Goal:
Select every row below that contains the word "window" and copy each one out in full.

Excerpted records:
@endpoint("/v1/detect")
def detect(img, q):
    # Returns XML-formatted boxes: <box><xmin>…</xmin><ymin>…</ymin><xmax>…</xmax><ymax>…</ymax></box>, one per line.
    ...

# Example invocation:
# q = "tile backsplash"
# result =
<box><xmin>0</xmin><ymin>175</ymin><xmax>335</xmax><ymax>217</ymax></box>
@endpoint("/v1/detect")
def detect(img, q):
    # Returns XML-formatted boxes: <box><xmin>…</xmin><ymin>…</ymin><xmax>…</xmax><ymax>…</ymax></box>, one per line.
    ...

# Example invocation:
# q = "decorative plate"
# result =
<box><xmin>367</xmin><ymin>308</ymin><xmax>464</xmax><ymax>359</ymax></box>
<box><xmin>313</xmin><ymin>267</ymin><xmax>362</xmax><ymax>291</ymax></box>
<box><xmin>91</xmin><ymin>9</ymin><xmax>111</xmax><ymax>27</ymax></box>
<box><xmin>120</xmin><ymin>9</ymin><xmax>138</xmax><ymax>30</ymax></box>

---

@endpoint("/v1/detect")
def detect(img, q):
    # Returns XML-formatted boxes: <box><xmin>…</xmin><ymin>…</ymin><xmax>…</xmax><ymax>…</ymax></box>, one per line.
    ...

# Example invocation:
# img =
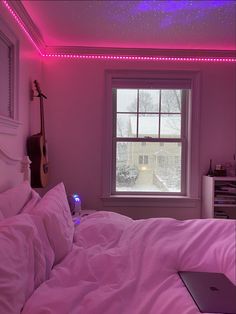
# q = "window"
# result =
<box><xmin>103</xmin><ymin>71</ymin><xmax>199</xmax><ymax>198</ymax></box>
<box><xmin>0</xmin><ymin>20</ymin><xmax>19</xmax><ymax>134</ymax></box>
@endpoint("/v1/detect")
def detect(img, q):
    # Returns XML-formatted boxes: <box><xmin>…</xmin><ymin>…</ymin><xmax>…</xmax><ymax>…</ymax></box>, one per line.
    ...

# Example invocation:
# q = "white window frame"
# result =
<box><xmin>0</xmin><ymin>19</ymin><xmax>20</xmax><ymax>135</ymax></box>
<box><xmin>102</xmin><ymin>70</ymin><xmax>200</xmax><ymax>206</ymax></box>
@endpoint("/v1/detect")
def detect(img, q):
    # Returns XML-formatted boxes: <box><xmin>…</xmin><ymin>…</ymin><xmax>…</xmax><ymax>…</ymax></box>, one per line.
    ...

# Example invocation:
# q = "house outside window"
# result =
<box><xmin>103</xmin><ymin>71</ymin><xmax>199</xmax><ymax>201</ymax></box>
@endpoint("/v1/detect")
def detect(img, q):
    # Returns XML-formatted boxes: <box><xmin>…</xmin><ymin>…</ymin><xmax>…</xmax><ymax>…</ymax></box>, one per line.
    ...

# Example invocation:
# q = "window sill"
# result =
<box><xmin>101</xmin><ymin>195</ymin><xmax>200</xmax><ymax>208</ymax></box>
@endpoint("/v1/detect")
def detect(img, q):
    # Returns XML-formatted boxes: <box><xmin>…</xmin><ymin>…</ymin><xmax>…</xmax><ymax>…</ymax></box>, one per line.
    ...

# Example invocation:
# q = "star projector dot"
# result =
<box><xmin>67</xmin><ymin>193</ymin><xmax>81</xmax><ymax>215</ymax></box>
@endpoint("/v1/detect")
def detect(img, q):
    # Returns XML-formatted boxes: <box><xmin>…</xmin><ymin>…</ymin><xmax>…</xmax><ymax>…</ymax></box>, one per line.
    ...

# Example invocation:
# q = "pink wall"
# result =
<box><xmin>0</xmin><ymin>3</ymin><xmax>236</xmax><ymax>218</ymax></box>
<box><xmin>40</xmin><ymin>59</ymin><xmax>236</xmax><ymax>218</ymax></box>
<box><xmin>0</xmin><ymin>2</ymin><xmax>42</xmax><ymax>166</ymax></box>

Answer in full:
# q = "window"
# q = "white window frame"
# q = "house outside window"
# q = "window sill"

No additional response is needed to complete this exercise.